*SOURCE PASSAGE*

■ ■ ■ ■

What’s frontotemporal dementia? A look at Bruce Willis’ diagnosis
Frontotemporal dementia is an umbrella term for disorders affecting the areas of the brain that deal with personality, behaviour and language.
Bruce Willis has been diagnosed with frontotemporal dementia (FTD), his family says, nearly a year after the Die Hard franchise star retired from acting because aphasia had hampered his cognitive abilities.
“Since we announced Bruce’s diagnosis of aphasia in spring 2022, Bruce’s condition has progressed and we now have a more specific diagnosis: frontotemporal dementia,” his family said in a statement posted on The Association for Frontotemporal Degeneration website on Thursday.
“Unfortunately, challenges with communication are just one symptom of the disease Bruce faces. While this is painful, it is a relief to finally have a clear diagnosis.”
Here is what we know about FTD and its symptoms:
What is FTD?

■ ■ ■ ■

*THE DATA*
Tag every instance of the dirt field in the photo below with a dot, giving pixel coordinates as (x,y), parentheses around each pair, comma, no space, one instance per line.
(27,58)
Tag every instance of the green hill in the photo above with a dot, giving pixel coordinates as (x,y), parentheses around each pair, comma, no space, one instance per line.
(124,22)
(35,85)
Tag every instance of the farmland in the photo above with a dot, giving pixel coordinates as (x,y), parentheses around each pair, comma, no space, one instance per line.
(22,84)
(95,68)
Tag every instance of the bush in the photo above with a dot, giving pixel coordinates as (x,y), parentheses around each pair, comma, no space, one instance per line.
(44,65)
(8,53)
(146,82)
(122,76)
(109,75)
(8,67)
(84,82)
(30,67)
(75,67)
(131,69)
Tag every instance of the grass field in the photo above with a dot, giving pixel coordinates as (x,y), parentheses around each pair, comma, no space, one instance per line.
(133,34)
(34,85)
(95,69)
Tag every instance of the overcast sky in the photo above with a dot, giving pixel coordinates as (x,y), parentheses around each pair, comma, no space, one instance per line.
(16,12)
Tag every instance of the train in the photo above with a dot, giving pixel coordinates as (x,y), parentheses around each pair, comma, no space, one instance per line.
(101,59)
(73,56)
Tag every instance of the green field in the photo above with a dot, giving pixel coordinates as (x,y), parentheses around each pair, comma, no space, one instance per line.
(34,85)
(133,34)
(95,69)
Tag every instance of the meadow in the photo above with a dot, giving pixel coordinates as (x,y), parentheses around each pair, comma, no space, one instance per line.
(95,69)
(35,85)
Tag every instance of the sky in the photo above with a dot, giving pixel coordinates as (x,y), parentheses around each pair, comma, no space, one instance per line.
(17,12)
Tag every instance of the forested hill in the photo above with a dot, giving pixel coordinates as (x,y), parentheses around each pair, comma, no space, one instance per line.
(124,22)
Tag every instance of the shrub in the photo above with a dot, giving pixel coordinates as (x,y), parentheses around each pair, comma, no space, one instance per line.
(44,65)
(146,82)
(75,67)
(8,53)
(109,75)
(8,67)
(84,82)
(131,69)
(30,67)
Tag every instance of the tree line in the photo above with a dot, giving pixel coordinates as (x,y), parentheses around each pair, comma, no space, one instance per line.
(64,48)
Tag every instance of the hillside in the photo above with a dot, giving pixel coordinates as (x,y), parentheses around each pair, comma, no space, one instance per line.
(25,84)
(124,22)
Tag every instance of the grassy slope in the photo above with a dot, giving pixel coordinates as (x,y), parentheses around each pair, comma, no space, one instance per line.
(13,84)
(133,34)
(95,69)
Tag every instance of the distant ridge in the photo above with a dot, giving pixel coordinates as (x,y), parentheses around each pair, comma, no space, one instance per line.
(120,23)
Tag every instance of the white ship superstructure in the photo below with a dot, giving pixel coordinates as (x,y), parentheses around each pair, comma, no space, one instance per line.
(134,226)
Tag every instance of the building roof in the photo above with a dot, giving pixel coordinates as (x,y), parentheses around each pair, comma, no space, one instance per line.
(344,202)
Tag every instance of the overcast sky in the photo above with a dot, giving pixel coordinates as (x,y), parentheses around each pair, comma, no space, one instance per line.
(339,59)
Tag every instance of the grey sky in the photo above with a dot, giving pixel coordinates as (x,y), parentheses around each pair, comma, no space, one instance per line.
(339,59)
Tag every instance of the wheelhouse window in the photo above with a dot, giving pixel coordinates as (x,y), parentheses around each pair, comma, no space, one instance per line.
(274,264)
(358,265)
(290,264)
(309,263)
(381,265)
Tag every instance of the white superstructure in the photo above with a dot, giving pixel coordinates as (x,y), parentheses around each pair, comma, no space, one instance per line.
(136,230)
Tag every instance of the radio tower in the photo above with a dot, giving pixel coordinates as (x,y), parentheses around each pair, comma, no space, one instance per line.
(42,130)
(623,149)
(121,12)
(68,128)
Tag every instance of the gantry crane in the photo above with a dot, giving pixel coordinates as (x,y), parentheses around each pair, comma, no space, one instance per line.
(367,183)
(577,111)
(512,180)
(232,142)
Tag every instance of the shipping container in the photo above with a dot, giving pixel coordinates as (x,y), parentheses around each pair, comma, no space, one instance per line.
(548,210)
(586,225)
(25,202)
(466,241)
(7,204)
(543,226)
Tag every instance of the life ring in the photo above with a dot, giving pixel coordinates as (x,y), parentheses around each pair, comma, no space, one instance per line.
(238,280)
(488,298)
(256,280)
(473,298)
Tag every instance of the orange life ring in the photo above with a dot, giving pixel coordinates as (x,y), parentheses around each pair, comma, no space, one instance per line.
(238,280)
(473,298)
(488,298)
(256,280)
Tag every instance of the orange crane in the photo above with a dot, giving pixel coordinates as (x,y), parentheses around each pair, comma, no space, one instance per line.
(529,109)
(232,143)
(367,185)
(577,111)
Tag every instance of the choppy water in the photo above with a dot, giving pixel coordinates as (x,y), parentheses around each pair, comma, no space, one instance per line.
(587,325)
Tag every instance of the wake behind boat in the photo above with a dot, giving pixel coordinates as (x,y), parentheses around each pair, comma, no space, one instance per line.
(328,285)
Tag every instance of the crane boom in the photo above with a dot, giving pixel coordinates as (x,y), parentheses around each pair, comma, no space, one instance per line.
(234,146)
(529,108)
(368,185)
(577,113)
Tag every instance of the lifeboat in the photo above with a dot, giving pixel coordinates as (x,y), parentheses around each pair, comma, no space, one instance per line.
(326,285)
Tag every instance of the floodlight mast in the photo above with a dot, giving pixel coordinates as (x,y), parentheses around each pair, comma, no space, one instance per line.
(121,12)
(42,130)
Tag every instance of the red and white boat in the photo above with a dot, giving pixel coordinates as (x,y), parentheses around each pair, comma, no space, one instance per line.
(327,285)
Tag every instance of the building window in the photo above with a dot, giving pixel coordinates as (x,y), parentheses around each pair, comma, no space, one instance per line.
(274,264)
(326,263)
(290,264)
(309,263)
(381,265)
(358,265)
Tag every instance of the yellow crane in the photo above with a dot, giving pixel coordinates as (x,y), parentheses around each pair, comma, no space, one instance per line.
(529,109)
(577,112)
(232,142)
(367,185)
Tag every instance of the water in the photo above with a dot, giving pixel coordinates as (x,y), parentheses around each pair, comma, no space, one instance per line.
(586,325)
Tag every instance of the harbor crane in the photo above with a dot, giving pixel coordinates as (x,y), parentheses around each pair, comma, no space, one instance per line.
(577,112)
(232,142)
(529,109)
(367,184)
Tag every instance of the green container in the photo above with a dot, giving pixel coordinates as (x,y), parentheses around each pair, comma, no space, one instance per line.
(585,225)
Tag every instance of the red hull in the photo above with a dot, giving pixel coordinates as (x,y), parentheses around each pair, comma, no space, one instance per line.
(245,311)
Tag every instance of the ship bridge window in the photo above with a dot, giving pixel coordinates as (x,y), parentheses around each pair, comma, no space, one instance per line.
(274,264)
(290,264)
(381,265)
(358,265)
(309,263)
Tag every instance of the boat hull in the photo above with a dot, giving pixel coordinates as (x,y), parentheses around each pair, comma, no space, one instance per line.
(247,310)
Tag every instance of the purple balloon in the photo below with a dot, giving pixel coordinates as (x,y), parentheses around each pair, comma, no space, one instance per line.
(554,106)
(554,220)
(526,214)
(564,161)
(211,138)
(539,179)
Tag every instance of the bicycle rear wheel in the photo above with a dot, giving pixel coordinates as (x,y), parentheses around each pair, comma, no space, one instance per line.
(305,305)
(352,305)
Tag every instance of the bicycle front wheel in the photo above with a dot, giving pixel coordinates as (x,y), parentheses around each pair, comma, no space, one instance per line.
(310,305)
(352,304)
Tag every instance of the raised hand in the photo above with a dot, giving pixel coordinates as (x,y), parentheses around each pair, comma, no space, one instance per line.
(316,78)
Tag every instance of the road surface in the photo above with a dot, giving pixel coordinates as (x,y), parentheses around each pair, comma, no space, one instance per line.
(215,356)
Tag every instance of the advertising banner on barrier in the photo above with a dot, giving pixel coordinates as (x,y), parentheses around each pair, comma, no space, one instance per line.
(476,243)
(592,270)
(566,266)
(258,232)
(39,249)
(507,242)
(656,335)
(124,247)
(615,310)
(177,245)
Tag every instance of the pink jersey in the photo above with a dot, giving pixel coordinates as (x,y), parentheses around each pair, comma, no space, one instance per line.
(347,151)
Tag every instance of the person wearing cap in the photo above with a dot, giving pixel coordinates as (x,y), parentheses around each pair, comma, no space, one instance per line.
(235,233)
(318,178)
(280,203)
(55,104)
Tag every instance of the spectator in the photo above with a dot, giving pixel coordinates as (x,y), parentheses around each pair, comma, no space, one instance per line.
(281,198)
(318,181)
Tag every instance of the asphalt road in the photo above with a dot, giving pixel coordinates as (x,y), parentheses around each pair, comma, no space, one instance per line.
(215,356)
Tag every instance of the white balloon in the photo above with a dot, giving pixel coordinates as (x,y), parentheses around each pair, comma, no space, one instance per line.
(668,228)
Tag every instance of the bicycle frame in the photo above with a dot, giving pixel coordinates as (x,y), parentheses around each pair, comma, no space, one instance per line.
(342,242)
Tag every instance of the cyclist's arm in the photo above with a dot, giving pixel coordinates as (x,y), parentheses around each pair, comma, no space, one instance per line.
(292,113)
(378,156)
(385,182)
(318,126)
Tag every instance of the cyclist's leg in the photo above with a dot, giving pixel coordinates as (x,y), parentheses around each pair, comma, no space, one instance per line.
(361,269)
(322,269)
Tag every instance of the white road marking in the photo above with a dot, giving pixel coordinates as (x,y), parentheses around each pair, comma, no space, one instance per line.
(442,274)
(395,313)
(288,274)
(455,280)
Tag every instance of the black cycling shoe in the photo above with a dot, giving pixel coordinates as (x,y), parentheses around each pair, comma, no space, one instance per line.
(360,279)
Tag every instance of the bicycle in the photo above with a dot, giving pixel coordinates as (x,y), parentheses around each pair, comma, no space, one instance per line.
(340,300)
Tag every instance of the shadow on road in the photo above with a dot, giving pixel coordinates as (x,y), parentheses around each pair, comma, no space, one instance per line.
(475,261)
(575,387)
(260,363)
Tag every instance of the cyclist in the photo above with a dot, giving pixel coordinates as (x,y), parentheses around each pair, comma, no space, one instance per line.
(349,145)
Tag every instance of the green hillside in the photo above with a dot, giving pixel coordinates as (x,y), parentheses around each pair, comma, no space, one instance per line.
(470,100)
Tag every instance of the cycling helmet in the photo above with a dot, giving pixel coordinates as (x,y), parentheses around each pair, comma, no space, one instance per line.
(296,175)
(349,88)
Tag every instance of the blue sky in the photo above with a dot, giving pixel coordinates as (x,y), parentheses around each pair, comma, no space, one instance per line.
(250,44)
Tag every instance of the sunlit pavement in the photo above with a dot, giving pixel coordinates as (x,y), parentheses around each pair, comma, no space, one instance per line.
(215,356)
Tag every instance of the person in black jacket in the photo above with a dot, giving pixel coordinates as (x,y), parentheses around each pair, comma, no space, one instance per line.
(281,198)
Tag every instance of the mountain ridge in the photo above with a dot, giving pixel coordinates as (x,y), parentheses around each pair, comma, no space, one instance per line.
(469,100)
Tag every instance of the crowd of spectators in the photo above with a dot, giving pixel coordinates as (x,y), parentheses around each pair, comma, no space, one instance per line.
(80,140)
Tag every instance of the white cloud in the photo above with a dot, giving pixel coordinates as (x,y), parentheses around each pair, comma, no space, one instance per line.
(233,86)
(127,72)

■ ■ ■ ■

Answer these from the text on Bruce Willis and frontotemporal dementia:
(a) Frontotemporal dementia affects the areas of the brain that deal with what?
(b) On which website did the family post their statement?
(c) When did the family announce his aphasia diagnosis?

(a) Personality, behavior and language
(b) The Association for Frontotemporal Degeneration website
(c) In spring 2022